▶ _What is required_
Set the data down again, word for word, as it appears below.

Record excerpts below:

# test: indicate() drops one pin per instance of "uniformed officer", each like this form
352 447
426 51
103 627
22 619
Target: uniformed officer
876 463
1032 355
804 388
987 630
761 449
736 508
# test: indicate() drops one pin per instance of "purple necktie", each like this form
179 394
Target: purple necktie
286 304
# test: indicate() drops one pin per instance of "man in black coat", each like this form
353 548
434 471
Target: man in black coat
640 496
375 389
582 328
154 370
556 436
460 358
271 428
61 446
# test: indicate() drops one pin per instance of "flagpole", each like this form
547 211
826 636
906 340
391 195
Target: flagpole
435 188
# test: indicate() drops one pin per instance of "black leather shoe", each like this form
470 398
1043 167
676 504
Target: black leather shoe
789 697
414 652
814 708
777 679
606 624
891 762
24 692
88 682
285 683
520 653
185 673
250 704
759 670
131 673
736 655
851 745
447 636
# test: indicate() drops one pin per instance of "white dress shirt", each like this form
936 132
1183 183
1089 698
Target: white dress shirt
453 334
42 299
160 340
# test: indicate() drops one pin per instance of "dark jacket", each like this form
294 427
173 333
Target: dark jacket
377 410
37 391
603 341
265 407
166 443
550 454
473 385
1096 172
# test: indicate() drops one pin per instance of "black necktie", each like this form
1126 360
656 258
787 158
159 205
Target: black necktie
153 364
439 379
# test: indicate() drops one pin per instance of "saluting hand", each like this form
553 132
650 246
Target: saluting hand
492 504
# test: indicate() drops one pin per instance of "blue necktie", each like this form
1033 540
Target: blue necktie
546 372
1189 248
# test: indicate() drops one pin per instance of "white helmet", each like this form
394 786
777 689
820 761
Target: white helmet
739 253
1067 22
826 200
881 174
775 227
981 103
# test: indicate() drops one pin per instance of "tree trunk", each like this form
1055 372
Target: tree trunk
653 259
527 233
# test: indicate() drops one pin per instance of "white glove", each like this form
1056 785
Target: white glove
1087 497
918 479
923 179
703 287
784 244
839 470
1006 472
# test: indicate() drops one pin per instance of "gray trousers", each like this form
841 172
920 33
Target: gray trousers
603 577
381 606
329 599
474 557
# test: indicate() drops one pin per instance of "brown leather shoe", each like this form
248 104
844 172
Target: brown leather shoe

End of Record excerpts.

▶ _Result below_
# test: indicate() drops one pin per instance of "uniformed officer", each like this form
352 447
426 51
103 627
22 619
Target: uniformed officer
876 463
1032 355
804 388
987 630
761 449
736 508
# test: indicate() drops one pin per instance of "purple necktie", each like this form
179 394
Target: purple necktie
286 304
# test: indicate() drops one pin per instance of "man in black coat", each like this form
353 548
434 471
Target: man in black coat
640 496
375 389
582 328
154 370
556 436
460 358
271 428
61 446
# test: indicate() drops one pin per instance of "flagpole", each like this form
547 211
826 636
906 340
391 195
Target: flagpole
435 188
# test: indicate() drops one pin per instance of "black leather shoe", each like this form
470 398
1043 167
676 504
Target: black leather shoe
789 697
414 652
814 708
777 679
606 624
891 762
24 692
88 682
285 683
520 653
185 673
250 704
759 670
131 673
736 655
851 745
447 636
# test: indicate() drops one pin per instance of "white dress shirt", each like this form
936 132
1183 183
1089 698
Target: white dress shirt
453 334
42 299
160 340
# test: indicate() drops one pin per instance of "dark jacket", each like this form
294 427
173 333
Target: dark jacket
377 410
37 391
603 341
265 407
166 443
550 454
473 385
1096 172
# test: indicate() drops one pin per instance of "black necktie", each like this form
1126 360
656 258
787 158
159 205
Target: black necktie
153 364
439 379
# test: indicate() drops one pin per instance of "saluting hand", each like this form
553 132
650 246
Target: saluting hand
492 504
# test: indicate() drops one pin per instance of "blue necktie", each like this form
1033 540
Target: blue necktie
546 372
1189 248
# test: indicate() drops one pin per instance of "white helmet", each like this form
394 786
777 689
820 761
Target: white helmet
739 253
1067 22
826 200
881 174
775 227
981 103
# test: indicate() drops one pin per instance of "tree trunk", each like this form
1055 372
Target: tree trunk
653 259
527 233
# test: indicate() drops one pin per instance of "white glove", each like this form
1056 785
Target: white glove
1087 497
918 479
923 179
703 287
784 244
839 470
1006 472
# test: indicate() drops one pin per instance of "gray trousers", each like this form
841 172
920 33
Target: gray trousers
603 577
381 606
329 599
474 557
# test: indicate() drops one pin per instance of "brown leather shoe", each like this form
248 104
844 172
Target: brown leather shoe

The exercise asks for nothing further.